● **Exercise instructions**: Name every directory in the sample ls -l output shown in the Livermore Computing exercise below.

Livermore Computing Resources and Environment Exercise

Exercise 1

Login to an LC Cluster:
  1. This step will vary, depending upon what type of machine you are using. Follow the relevant instructions for your type of machine on the instructor provided handout.

  2. After logging in, review the login banner. Specifically notice the various sections:
    • Welcome section - where to get more info, help
    • Announcements - All LC Machines and local machine related
    • Any unread news items - trying reading a news item: news news_item

  3. Verify that your X11 environment is setup correctly by launching a simple xclient. Type the command xclock. Did a small clock appear on your screen - similar to the image at right?
    • If not, try to resolve the problem before proceeding - see the instructor provided handout for help and/or ask the instructor.

Copy the Exercise Files

  1. Use the command below to copy the exercise files into your home directory (note the tilde "~" character):
    cp -R /usr/global/docs/training/blaise/linux_clusters/  ~   

  2. Verify your exercise files using the ls -l linux_clusters command. Your output should show something like below:

    drwx------ 2 class07 class07 4096 Jan 15 07:31 benchmarks
    -rw------- 1 class07 class07  108 Jan 15 07:35 hello.c
    -rw------- 1 class07 class07   67 Jan 15 07:35 hello.f
    drwx------ 4 class07 class07 4096 Jan 15 07:31 mpi
    drwx------ 4 class07 class07 4096 Jan 15 07:31 openMP
    drwx------ 2 class07 class07 4096 Jan 15 07:31 pthreads
    drwx------ 4 class07 class07 4096 Jan 15 07:31 serial
    

Configuration Information:

  1. Login Nodes

    1. What is the name of your login node? What other login nodes are available?
      Use the nodeattr -c login command to display the all login nodes this cluster.

    2. Login nodes are shared between users. Use the who command to see who else is logged into your login node.
      Recall that the generic cluster login rotates between login nodes to balance user load across available nodes.

    3. From your current login node, try logging into another login node, using ssh

  2. Compute Nodes and Partitions

    1. Use the sinfo -s command to display a summary of this cluster's configuration.
      • What compute partitions are available?
      • How many nodes are in each partition? Allocated? Idle? Other/unavailable?
      • Which nodes are in each partition?

    2. Now try the sinfo command (no flags). Note that its output is similar to the sinfo -s command, but provides more detail by breaking out nodes according to their "state".

● **Items**:
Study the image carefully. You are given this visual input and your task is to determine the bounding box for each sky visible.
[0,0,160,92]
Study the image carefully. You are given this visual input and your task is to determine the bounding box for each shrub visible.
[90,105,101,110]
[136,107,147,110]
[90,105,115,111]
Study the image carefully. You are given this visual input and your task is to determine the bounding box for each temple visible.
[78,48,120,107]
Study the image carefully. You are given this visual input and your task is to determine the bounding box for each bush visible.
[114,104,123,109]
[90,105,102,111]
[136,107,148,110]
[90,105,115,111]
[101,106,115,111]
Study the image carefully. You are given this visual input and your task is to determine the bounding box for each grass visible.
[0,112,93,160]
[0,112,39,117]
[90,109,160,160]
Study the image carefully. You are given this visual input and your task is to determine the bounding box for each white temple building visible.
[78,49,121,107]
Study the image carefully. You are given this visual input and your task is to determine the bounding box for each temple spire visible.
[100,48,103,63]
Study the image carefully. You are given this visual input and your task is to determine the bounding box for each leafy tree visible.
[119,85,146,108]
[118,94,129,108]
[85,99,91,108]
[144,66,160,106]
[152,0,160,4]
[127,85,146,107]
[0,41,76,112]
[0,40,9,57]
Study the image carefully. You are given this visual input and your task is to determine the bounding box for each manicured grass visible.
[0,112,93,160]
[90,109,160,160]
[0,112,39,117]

* * *

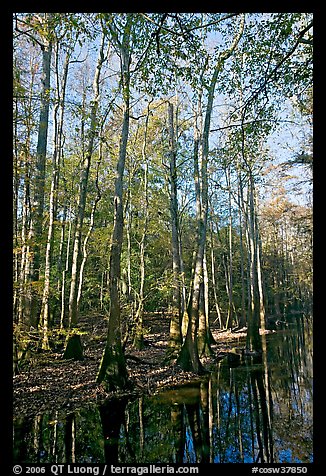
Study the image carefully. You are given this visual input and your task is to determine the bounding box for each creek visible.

--

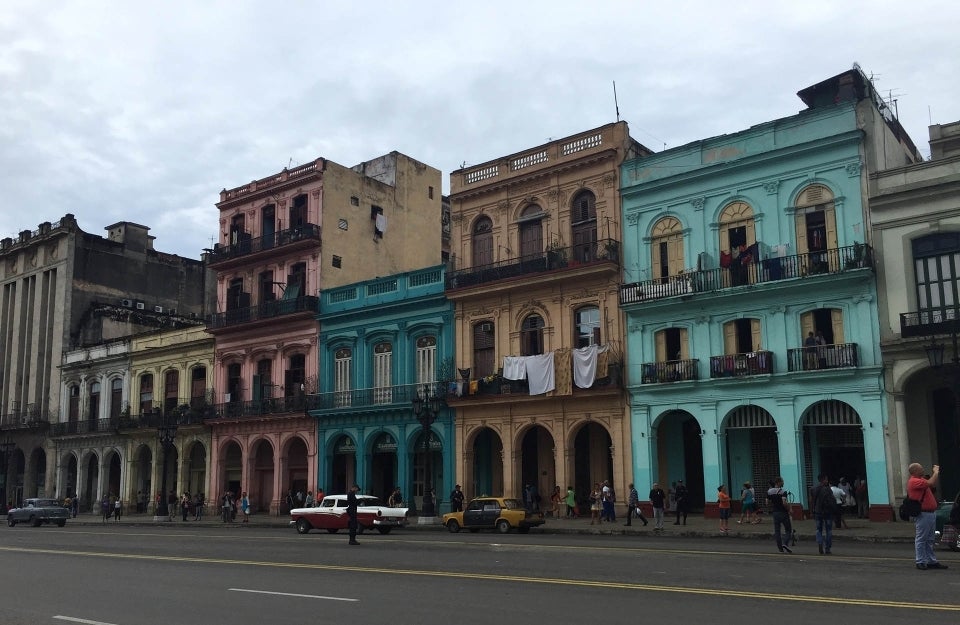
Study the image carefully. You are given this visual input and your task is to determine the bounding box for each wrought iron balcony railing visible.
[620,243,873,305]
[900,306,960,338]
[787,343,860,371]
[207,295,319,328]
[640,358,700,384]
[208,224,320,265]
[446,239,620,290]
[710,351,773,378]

● **Answer to this exercise**: benchmarks, mpi, openMP, pthreads, serial